Rudrayani jatra is performed every year in the month of October on the first 7 days of Dashain festival. The permanent people of Khokana does not celebrate the Dashain festival, they celebrate their own Jatra, Sikhali Jatra'.

=== De pukhu ===

It is a big rectangular water pond located in the Chwe Lachi square. During Rudrayani Jatra on Janai Purnima, a group of young men take a swim in the pond where a goat is sacrificed by drowning in this pond. After the death of goat, the group of young men fight for the goat. The culture is that a group that wins the goat should make a cultural drama show "kha pyakha" during Sikhali jatra. The Khokana festival has also drawn widespread criticism and ire from animal sympathisers and animal rights activists for its way of animal sacrifice.

## TASK REQUIREMENTS
Reproduce the passage on Khokana's festivals word for word from "It is a big" to "of animal sacrifice.".

## Localization data, one point per instance
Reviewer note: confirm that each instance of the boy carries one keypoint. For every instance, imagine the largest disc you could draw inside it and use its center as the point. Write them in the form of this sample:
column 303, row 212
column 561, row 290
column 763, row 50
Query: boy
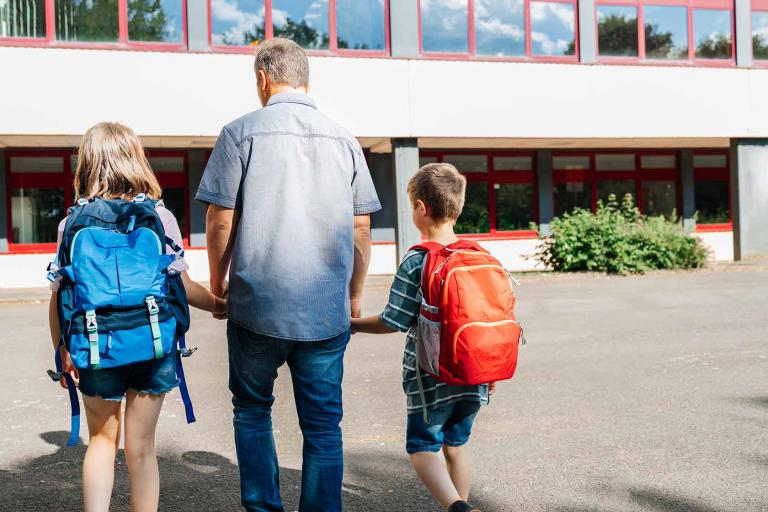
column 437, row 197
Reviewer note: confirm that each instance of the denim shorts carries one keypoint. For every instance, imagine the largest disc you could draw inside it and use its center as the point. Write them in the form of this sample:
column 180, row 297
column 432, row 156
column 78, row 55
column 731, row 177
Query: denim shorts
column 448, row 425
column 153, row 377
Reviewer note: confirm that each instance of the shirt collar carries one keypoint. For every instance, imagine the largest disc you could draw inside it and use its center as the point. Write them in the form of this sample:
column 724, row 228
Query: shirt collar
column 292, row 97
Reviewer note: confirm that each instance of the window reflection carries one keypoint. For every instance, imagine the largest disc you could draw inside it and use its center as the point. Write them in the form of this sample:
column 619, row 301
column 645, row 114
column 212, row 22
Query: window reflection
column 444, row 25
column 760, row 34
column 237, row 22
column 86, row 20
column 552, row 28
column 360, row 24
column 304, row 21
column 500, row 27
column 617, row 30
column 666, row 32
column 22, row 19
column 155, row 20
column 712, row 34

## WORKED SOLUTION
It is a big rectangular water pond located in the Chwe Lachi square. During Rudrayani Jatra on Janai Purnima, a group of young men take a swim in the pond where a goat is sacrificed by drowning in this pond. After the death of goat, the group of young men fight for the goat. The culture is that a group that wins the goat should make a cultural drama show "kha pyakha" during Sikhali jatra. The Khokana festival has also drawn widespread criticism and ire from animal sympathisers and animal rights activists for its way of animal sacrifice.